Excerpted text >>
Re: [PATCH v3] rcu: Remove impossible wakeup rcu GP kthread action from rcu_report_qs_rdp()

All of lore.kernel.org
 help / color / mirror / Atom feed

From: Joel Fernandes <joel@joelfernandes.org>
To: Frederic Weisbecker <frederic@kernel.org>
Cc: "Zhang, Qiang1" <qiang1.zhang@intel.com>,
	"Paul E. McKenney" <paulmck@kernel.org>,
	quic_neeraju@quicinc.com, rcu@vger.kernel.org,
	linux-kernel@vger.kernel.org
Subject: Re: [PATCH v3] rcu: Remove impossible wakeup rcu GP kthread action from rcu_report_qs_rdp()
Date: Tue, 24 Jan 2023 16:58:26 +0000	[thread overview]
Message-ID: <Y9AOMhy4GCyaqxdG@google.com> (raw)

Dataset records >>

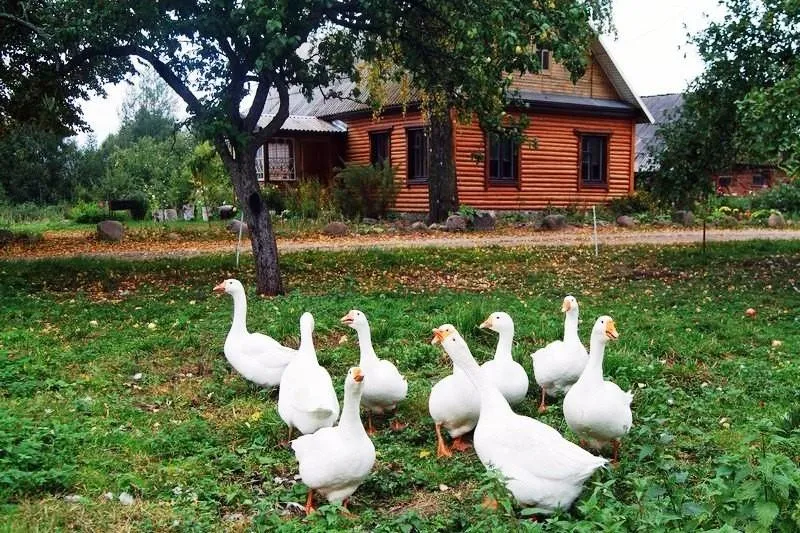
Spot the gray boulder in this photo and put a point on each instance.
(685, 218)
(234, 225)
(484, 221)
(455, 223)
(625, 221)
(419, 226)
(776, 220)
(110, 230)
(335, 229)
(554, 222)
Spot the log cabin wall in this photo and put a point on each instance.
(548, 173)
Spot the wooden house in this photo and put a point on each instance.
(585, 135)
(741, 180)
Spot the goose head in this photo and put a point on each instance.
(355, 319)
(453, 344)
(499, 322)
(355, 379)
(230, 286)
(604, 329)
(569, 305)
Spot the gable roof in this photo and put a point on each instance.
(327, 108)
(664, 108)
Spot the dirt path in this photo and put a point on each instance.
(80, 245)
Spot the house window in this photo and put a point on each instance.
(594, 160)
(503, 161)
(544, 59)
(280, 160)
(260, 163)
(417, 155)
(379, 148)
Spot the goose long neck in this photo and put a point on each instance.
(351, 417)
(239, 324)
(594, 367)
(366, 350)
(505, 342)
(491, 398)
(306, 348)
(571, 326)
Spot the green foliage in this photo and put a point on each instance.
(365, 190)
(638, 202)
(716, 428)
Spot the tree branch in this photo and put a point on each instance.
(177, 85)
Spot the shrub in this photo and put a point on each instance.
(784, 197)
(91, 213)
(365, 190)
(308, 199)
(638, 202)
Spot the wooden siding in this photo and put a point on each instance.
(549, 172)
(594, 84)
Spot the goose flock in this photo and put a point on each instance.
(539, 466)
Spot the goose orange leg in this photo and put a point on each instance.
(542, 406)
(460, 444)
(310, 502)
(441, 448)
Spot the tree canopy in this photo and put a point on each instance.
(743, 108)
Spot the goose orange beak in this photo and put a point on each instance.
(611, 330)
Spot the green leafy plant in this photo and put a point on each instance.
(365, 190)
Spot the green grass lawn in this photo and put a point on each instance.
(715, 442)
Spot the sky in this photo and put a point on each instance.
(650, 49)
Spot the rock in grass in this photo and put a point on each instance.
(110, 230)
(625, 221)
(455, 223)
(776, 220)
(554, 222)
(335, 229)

...

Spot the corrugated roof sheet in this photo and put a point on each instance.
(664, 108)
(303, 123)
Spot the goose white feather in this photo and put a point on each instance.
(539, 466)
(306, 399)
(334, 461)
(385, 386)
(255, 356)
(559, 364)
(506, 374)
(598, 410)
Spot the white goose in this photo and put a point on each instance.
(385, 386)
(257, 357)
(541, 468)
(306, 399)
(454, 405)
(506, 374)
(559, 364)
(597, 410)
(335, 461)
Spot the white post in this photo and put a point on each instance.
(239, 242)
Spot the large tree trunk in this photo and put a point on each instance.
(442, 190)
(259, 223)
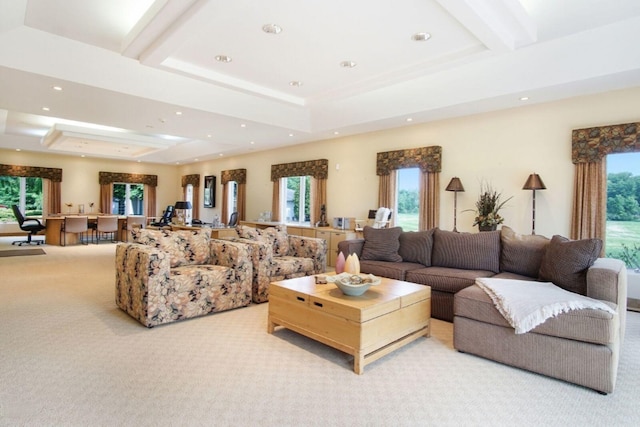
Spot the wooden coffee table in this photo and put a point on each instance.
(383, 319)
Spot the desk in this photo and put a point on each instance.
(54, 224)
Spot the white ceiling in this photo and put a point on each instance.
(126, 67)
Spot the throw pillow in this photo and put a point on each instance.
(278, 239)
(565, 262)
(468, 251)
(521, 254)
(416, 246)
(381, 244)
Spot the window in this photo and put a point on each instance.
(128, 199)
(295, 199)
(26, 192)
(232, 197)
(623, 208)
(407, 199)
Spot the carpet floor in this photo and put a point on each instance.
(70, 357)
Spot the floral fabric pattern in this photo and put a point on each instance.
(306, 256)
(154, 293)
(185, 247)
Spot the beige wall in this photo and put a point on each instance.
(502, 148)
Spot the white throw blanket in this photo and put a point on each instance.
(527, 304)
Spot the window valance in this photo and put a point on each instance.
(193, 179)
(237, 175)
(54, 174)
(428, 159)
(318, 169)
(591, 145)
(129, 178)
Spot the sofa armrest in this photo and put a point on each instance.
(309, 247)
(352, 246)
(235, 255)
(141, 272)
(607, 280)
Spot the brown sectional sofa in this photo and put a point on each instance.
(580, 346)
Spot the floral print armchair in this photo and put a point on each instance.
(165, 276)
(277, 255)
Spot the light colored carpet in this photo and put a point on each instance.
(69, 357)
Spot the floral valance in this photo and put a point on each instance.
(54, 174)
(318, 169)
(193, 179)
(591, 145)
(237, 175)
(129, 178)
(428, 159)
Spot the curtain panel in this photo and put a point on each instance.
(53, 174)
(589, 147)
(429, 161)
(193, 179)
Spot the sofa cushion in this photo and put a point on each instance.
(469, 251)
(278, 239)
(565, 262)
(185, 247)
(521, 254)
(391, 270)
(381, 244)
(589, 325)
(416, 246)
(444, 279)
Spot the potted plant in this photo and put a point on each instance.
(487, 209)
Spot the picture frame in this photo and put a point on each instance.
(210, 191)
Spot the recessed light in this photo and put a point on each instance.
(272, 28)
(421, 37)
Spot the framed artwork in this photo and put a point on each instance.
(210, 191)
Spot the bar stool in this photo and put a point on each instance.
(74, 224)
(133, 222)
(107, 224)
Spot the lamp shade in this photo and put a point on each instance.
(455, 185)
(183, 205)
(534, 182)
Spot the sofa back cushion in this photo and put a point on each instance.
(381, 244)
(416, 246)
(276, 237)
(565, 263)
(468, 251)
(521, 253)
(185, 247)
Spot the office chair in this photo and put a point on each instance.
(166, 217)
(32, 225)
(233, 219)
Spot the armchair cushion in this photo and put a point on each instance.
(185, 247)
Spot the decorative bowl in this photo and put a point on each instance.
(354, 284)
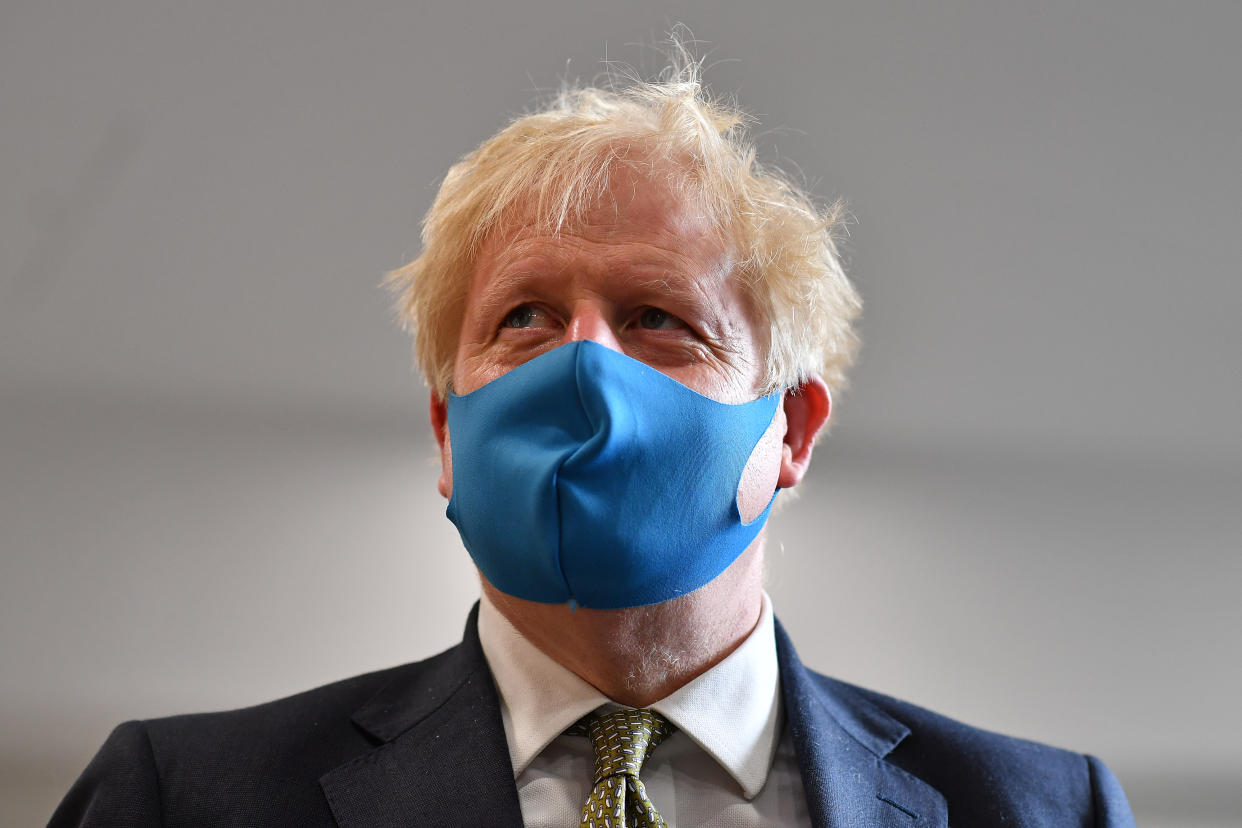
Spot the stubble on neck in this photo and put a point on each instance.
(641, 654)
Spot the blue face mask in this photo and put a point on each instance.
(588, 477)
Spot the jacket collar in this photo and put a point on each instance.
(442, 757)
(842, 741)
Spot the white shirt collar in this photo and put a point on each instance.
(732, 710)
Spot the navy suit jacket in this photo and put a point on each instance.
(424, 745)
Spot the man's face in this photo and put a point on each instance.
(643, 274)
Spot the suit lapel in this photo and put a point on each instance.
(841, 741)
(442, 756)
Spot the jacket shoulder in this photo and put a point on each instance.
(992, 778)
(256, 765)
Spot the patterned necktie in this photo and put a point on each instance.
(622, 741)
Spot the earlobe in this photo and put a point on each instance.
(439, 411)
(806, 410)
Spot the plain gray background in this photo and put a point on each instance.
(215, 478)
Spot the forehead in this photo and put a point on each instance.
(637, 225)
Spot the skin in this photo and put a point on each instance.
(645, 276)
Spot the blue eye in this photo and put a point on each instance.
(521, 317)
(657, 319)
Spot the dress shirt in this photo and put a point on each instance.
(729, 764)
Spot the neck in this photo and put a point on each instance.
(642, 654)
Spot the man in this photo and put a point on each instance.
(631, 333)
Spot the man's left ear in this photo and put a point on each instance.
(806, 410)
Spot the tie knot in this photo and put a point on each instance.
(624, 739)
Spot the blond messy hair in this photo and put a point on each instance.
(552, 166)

Short exercise 1 >> Retype the RCU patch reply header word for word, starting at "All of lore.kernel.org" and ending at "Message-ID: <Y9AOMhy4GCyaqxdG@google.com> (raw)".
Short exercise 2 >> In the RCU patch reply header, on what date was the message sent?

Written answer 1 >>
All of lore.kernel.org
 help / color / mirror / Atom feed

From: Joel Fernandes <joel@joelfernandes.org>
To: Frederic Weisbecker <frederic@kernel.org>
Cc: "Zhang, Qiang1" <qiang1.zhang@intel.com>,
	"Paul E. McKenney" <paulmck@kernel.org>,
	quic_neeraju@quicinc.com, rcu@vger.kernel.org,
	linux-kernel@vger.kernel.org
Subject: Re: [PATCH v3] rcu: Remove impossible wakeup rcu GP kthread action from rcu_report_qs_rdp()
Date: Tue, 24 Jan 2023 16:58:26 +0000	[thread overview]
Message-ID: <Y9AOMhy4GCyaqxdG@google.com> (raw)

Written answer 2 >> Tuesday, January 24, 2023 (Tue, 24 Jan 2023 16:58:26 +0000).